■ Given problem
Copy the following lines verbatim, beginning with the line containing "job: white background" and ending with the line containing "Trace the outline of every instance of the white", both included.

■ Exercise input
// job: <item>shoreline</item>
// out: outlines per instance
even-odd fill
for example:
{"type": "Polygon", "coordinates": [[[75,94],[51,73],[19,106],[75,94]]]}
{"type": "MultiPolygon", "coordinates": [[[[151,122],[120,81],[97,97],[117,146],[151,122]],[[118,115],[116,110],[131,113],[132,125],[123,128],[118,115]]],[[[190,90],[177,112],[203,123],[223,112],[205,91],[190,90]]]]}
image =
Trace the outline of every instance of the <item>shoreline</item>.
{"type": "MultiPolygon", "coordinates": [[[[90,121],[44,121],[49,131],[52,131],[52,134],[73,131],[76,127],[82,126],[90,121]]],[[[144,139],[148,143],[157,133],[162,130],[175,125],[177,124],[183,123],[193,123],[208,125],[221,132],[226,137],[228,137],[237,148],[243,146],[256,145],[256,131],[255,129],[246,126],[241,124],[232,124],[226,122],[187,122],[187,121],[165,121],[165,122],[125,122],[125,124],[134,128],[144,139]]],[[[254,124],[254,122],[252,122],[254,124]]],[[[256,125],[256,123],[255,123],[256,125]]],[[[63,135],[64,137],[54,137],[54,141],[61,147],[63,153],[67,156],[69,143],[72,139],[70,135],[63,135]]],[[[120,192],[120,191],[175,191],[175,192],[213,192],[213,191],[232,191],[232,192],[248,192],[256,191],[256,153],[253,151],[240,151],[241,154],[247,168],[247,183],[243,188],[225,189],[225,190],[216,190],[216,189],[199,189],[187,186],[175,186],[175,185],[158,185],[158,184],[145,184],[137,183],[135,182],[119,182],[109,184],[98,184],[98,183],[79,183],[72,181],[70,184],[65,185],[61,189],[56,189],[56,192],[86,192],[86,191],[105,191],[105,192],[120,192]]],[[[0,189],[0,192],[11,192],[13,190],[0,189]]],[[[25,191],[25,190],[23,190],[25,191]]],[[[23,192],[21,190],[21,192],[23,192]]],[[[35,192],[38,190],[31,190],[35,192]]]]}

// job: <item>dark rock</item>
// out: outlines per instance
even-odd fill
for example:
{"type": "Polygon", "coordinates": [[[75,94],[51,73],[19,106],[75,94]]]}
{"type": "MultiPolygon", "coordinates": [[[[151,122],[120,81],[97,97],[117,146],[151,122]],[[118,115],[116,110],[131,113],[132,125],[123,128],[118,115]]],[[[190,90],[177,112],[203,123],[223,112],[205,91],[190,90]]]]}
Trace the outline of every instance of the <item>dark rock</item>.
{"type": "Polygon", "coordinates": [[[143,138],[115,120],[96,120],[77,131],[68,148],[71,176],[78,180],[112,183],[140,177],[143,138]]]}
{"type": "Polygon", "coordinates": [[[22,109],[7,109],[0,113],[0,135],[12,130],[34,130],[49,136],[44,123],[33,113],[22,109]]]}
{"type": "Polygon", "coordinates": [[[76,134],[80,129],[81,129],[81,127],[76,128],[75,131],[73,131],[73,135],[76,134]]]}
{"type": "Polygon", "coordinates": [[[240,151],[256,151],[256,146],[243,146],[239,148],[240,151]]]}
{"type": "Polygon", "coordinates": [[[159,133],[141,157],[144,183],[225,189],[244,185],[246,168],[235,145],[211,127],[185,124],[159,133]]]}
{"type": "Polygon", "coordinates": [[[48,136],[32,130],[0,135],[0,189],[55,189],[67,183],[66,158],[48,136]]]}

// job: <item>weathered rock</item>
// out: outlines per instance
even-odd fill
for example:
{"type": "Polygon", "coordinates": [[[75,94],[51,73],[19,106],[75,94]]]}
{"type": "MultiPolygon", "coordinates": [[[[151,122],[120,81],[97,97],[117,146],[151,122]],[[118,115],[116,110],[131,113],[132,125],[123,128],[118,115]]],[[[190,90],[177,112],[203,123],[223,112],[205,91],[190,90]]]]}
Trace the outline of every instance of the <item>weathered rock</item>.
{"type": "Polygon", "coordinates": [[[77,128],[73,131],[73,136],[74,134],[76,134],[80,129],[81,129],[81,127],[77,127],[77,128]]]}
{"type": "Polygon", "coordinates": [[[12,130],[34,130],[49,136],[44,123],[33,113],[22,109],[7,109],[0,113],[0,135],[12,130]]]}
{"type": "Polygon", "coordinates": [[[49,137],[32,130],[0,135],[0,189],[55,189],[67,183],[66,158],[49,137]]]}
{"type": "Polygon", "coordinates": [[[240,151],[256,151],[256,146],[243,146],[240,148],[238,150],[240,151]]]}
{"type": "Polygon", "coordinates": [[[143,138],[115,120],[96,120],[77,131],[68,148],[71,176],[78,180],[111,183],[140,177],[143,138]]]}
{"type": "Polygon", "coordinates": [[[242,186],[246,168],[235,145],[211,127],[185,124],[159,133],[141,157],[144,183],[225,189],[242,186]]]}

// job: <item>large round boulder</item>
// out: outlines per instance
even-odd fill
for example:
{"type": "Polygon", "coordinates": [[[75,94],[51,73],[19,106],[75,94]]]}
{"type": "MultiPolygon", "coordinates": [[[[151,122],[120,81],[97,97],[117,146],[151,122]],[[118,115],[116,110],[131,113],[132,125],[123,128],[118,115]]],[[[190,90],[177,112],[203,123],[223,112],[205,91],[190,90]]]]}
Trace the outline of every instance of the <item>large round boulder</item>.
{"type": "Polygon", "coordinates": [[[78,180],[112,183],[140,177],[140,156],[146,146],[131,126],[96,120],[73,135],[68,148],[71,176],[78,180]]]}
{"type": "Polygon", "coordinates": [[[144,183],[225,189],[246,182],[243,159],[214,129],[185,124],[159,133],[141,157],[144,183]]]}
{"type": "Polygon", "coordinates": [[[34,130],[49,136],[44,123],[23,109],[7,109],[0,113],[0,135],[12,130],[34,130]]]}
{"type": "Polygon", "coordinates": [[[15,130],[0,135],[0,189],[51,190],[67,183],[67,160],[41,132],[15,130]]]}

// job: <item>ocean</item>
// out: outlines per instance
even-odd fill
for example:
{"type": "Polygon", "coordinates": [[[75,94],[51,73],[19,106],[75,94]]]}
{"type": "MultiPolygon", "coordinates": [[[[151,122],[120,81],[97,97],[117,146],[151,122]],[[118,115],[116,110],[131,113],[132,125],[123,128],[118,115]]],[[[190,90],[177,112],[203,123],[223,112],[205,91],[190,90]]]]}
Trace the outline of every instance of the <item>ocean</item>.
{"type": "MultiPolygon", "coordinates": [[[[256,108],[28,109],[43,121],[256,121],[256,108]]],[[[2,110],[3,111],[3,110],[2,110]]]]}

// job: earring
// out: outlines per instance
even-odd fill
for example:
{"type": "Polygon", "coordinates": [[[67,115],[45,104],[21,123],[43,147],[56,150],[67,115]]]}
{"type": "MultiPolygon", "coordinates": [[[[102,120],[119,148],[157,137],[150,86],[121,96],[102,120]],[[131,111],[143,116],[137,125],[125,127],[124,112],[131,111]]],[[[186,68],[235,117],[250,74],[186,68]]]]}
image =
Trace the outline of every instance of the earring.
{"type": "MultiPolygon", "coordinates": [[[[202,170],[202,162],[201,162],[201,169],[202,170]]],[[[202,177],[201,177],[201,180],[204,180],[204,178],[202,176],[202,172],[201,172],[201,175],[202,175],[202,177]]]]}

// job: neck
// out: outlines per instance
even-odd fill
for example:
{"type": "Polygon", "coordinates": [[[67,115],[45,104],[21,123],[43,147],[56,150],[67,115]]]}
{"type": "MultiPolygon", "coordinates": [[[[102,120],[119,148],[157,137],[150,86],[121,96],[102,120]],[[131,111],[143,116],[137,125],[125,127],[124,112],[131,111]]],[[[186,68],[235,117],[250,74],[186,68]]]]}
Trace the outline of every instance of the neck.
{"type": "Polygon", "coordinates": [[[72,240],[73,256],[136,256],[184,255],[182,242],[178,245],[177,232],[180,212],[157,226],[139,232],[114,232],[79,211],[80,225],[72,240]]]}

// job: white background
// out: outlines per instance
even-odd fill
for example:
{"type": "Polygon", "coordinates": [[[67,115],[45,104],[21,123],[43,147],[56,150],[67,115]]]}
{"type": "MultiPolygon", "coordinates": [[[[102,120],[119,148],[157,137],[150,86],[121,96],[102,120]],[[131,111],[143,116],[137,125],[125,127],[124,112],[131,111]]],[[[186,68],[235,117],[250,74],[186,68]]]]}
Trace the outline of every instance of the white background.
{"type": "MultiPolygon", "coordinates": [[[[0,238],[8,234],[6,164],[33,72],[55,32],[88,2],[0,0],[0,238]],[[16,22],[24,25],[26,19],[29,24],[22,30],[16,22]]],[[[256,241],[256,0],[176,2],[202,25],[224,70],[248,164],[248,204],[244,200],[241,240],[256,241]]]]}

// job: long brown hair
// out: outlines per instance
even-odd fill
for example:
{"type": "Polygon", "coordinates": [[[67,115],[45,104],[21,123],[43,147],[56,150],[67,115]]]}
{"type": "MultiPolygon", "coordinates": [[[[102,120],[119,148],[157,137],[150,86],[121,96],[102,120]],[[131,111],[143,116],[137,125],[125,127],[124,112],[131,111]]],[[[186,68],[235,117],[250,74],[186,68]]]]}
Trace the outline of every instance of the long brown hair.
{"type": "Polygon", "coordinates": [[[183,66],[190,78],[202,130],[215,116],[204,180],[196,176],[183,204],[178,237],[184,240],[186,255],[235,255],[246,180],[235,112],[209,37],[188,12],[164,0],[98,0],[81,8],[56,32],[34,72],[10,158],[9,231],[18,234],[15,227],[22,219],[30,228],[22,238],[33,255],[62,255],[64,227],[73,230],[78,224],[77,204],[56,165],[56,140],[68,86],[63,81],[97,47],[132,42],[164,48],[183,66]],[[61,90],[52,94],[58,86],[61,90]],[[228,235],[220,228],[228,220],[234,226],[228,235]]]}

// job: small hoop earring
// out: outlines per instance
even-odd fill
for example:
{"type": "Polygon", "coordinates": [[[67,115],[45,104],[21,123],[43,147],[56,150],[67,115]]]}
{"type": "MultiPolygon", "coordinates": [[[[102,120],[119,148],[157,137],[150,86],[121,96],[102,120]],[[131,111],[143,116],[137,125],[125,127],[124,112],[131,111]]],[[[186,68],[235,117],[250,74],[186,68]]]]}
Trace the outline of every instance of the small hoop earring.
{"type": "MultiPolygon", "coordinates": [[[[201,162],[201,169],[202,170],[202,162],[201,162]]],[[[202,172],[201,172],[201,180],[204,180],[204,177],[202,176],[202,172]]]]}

■ Expected answer
// job: white background
// out: outlines per instance
even-odd fill
for example:
{"type": "Polygon", "coordinates": [[[67,115],[45,104],[21,123],[43,147],[56,150],[67,115]]]}
{"type": "MultiPolygon", "coordinates": [[[[102,120],[119,148],[157,137],[150,86],[121,96],[102,120]],[[131,111],[143,116],[137,125],[125,127],[124,112],[131,111]]],[[[186,68],[235,117],[250,74],[186,68]]]]}
Trace the outline of every instance of the white background.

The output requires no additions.